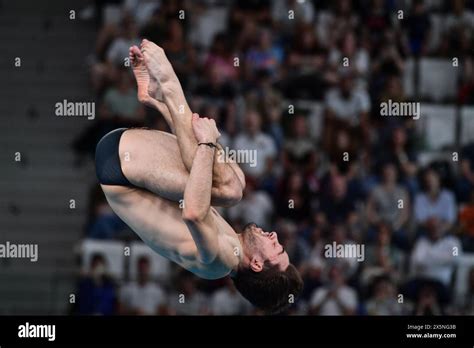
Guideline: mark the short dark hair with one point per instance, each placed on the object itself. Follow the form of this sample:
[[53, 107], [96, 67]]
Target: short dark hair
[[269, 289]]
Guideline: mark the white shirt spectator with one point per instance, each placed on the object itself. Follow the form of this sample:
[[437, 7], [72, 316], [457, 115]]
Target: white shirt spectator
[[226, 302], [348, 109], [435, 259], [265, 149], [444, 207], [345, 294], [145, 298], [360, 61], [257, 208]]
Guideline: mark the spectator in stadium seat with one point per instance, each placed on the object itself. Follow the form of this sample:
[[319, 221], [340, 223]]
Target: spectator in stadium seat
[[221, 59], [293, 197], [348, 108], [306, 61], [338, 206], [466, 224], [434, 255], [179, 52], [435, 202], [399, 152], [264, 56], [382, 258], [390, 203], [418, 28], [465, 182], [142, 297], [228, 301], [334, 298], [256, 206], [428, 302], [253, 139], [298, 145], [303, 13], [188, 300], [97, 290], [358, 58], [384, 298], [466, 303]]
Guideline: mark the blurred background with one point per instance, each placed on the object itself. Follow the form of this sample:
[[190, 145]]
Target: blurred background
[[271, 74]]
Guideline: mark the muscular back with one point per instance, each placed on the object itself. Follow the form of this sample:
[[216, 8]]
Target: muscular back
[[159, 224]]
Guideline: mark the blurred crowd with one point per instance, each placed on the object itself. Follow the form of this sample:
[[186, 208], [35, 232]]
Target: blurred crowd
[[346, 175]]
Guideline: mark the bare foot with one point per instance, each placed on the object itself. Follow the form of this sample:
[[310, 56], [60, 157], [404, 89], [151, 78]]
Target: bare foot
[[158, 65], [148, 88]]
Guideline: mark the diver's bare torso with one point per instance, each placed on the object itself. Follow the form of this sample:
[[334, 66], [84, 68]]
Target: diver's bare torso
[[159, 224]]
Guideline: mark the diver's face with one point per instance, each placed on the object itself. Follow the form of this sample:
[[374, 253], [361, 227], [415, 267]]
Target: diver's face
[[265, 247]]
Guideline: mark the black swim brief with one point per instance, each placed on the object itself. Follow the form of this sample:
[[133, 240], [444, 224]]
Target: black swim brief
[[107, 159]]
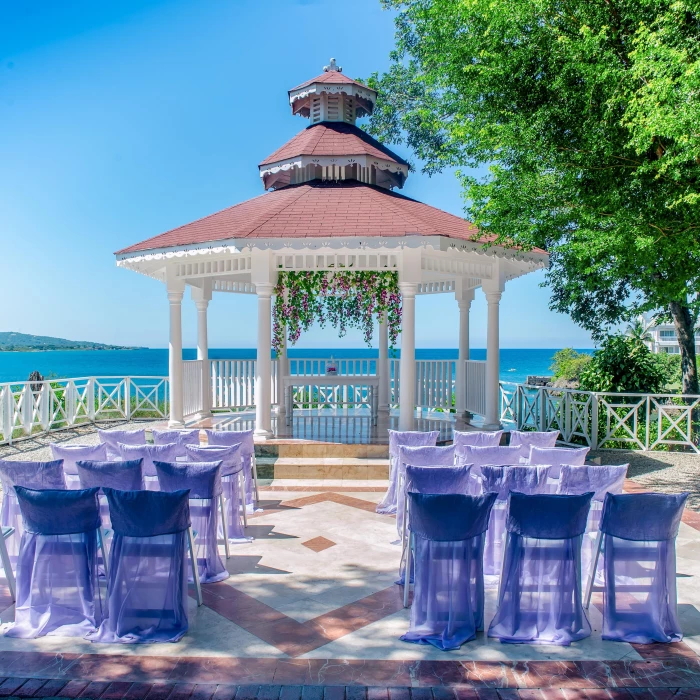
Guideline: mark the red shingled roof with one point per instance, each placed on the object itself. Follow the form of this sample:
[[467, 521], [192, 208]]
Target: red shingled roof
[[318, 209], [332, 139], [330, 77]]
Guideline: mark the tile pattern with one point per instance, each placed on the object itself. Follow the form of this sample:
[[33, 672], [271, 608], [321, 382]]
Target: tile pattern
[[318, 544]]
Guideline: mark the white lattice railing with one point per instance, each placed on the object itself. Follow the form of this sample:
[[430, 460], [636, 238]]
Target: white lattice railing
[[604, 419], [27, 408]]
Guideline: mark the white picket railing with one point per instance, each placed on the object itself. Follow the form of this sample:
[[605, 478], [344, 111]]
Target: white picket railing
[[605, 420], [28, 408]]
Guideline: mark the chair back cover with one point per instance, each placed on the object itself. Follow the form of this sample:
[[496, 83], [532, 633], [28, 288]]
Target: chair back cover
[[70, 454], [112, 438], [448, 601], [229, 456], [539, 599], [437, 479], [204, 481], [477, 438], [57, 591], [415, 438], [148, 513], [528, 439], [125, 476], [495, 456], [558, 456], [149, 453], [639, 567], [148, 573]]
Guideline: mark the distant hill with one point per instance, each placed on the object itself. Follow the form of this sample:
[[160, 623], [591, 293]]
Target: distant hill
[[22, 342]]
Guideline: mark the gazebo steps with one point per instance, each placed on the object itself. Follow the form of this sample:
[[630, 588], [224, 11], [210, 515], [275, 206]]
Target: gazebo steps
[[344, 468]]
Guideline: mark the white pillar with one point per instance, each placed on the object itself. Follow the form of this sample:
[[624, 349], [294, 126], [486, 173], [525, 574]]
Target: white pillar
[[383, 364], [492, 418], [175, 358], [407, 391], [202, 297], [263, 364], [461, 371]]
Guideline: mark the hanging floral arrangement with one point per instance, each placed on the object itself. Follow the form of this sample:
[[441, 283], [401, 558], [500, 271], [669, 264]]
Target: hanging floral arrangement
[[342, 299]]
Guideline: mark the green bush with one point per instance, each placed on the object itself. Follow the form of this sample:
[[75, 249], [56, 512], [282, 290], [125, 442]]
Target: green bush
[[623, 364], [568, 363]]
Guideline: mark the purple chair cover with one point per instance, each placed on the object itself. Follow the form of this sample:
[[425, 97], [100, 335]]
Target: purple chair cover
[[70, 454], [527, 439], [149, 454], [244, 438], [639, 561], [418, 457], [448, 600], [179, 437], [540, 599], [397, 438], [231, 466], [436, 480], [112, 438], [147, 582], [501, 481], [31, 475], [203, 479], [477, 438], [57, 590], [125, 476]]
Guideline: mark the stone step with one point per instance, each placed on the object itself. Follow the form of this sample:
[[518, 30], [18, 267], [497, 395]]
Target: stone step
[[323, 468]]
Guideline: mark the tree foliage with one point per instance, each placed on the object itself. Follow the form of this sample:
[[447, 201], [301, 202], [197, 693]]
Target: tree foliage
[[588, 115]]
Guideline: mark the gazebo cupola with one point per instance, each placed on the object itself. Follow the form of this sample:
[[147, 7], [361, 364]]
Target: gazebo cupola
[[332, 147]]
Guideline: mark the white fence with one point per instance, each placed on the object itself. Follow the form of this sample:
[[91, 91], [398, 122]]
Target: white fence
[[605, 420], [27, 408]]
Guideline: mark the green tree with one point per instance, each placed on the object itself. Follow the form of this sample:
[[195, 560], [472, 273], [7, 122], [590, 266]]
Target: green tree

◇ ◇ ◇ ◇ ◇ ◇ ◇

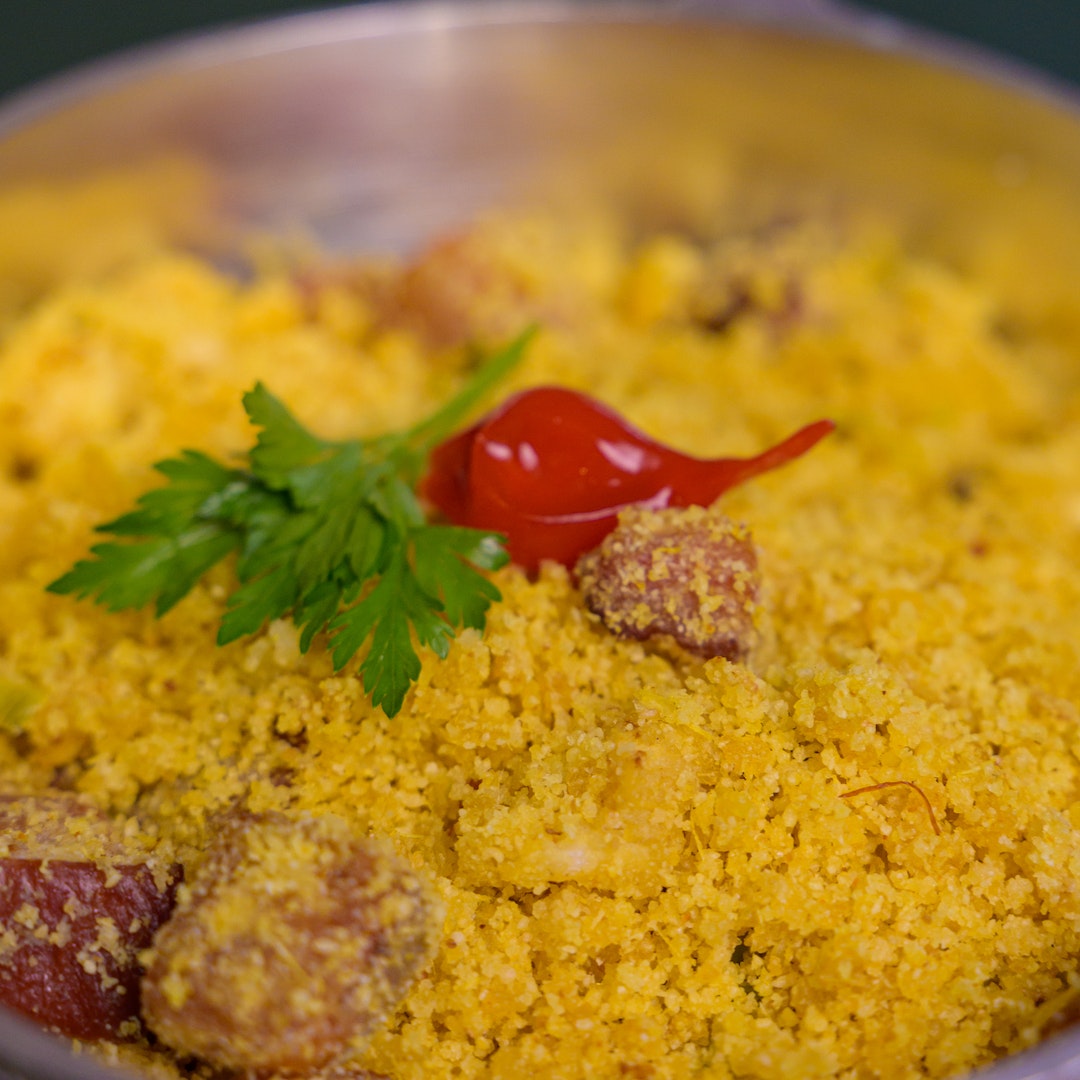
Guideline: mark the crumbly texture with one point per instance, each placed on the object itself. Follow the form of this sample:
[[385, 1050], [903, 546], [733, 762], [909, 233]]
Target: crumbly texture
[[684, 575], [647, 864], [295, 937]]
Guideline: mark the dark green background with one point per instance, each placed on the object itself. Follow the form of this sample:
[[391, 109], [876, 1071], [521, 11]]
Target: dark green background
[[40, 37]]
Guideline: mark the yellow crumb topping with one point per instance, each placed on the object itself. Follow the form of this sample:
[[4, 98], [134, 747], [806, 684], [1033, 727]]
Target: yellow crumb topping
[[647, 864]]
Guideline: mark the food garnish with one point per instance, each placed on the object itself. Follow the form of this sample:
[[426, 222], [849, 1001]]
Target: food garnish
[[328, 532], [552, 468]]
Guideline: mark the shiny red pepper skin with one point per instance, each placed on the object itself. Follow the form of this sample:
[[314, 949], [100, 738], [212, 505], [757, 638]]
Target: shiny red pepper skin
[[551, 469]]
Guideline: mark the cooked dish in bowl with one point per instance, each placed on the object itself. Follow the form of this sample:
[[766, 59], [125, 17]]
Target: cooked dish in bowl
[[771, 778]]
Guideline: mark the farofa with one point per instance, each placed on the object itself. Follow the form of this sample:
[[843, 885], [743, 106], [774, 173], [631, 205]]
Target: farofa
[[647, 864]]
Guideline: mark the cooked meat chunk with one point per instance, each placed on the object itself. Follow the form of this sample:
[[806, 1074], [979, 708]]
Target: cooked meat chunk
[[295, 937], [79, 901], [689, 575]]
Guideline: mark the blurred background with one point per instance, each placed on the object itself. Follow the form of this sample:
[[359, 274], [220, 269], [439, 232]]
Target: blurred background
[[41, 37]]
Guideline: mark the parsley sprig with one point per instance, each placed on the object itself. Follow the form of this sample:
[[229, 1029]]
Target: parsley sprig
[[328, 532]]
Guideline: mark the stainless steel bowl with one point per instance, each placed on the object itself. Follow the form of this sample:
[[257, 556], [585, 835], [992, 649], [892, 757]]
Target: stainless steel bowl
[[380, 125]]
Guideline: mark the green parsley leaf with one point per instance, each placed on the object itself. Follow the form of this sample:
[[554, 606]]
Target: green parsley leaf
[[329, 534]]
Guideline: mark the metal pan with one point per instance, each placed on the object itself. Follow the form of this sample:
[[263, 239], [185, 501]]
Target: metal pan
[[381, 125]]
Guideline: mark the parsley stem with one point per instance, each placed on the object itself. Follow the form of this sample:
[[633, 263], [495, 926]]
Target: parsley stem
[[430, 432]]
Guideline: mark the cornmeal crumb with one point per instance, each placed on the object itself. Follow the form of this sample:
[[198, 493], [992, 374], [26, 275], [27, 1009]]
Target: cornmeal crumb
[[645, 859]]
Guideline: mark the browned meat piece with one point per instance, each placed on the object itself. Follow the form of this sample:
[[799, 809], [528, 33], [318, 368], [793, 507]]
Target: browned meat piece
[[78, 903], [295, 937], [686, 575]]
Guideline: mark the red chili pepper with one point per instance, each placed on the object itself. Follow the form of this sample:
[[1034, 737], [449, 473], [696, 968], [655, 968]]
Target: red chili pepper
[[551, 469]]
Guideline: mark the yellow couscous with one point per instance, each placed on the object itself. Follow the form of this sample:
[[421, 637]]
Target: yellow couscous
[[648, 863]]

◇ ◇ ◇ ◇ ◇ ◇ ◇

### What you need to do
Pull out each line above that contains the word "tree".

### Exercise solution
Guideline: mark the tree foliage with one point per instance, each placed on the object itself. Follow the form of this sample:
Target: tree foliage
Guideline: mark the green tree with one point per instance, each placed on the object itself. Follow the form of this sample:
Target: green tree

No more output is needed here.